Each line from the one with "For each instance of the bobbin" through the last line of the records must be output exactly, both ends included.

_Data excerpts_.
================================
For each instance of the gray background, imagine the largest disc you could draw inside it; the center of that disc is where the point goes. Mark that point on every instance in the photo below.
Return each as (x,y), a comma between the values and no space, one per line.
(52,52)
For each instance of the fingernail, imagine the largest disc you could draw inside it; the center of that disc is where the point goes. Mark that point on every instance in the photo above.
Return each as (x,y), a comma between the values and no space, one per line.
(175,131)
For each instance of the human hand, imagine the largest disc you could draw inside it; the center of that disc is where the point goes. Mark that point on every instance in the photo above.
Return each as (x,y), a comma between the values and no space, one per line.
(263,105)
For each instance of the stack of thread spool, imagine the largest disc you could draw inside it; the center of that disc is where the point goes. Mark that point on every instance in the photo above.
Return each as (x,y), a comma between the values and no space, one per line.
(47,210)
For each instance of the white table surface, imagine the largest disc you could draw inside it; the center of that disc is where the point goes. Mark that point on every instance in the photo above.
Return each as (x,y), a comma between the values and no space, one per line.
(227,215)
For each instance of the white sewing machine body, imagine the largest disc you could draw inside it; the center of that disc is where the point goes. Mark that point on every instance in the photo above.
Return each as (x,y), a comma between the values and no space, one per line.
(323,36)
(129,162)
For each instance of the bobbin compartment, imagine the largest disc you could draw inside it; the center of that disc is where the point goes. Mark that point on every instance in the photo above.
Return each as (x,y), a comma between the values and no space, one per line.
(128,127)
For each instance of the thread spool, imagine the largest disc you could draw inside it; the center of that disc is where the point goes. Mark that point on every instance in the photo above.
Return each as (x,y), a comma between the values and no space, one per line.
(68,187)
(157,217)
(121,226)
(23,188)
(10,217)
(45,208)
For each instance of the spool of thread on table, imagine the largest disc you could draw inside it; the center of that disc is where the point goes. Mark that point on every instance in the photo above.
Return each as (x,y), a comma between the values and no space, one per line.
================================
_SOLUTION FOR THIS EXERCISE_.
For each instance of the bobbin compartment, imagine the largest disc you could draw inside it; the center of that disc is where the point goes. Mark that point on every instance in the photo above.
Return each as (x,y), a comma between the values and no space, one per line.
(128,127)
For each instance of the thread spool, imagine the largest disc you could draw inside it; the center of that disc is where the point goes. Mark that point on every instance in the photo above.
Return each as (x,y), a comma between the values and no space, one per line.
(68,187)
(157,217)
(121,226)
(23,188)
(10,217)
(45,208)
For each instance of the spool of thread on table, imagine the largest disc you could draw inside it; the center of that disc is where the point goes. Mark that point on every instance in the photo above.
Return each as (x,y), a comma between the values and no space, one per line.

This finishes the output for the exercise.